■ **WHAT IS EXPECTED**: List every line in the records below that contains the string "surface". Case counts.

#### GIVEN RECORDS ####

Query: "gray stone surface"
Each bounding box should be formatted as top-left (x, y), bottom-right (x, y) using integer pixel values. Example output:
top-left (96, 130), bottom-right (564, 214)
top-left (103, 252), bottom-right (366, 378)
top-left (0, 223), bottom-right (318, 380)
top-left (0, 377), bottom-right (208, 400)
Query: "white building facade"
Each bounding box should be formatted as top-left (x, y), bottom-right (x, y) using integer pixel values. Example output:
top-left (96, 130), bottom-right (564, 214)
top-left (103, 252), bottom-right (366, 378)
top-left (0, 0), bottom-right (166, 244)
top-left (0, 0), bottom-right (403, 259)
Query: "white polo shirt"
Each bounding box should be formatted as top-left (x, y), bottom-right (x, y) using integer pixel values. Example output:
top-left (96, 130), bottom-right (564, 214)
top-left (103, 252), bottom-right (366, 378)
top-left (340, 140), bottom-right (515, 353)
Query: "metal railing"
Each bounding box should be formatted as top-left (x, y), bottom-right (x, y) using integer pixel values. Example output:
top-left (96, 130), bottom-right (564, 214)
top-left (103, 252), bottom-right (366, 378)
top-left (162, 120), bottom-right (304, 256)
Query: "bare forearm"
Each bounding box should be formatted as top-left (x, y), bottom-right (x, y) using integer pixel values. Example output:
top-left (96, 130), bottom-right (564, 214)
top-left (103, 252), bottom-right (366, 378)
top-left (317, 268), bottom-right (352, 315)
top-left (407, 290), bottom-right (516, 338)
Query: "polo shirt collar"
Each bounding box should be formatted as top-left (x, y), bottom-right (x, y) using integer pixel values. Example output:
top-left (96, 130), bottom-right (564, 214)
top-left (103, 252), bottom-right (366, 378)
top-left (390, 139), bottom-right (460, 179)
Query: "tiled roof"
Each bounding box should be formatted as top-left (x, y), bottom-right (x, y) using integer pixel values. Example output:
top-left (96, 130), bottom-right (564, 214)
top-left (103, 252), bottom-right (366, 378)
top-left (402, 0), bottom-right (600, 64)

####
#### GIVEN RECORDS ####

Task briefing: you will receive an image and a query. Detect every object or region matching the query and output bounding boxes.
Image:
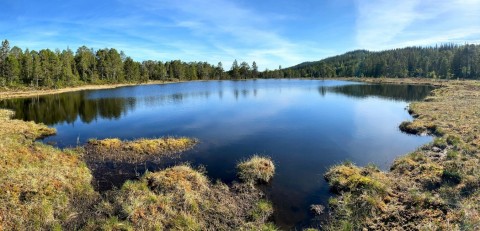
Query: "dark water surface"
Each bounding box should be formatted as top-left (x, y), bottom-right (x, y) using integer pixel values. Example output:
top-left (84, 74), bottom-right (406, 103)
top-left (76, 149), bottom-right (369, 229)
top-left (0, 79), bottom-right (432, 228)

####

■ **ANSWER IN FULL**:
Query: "gray stone surface"
Query: "dark water surface"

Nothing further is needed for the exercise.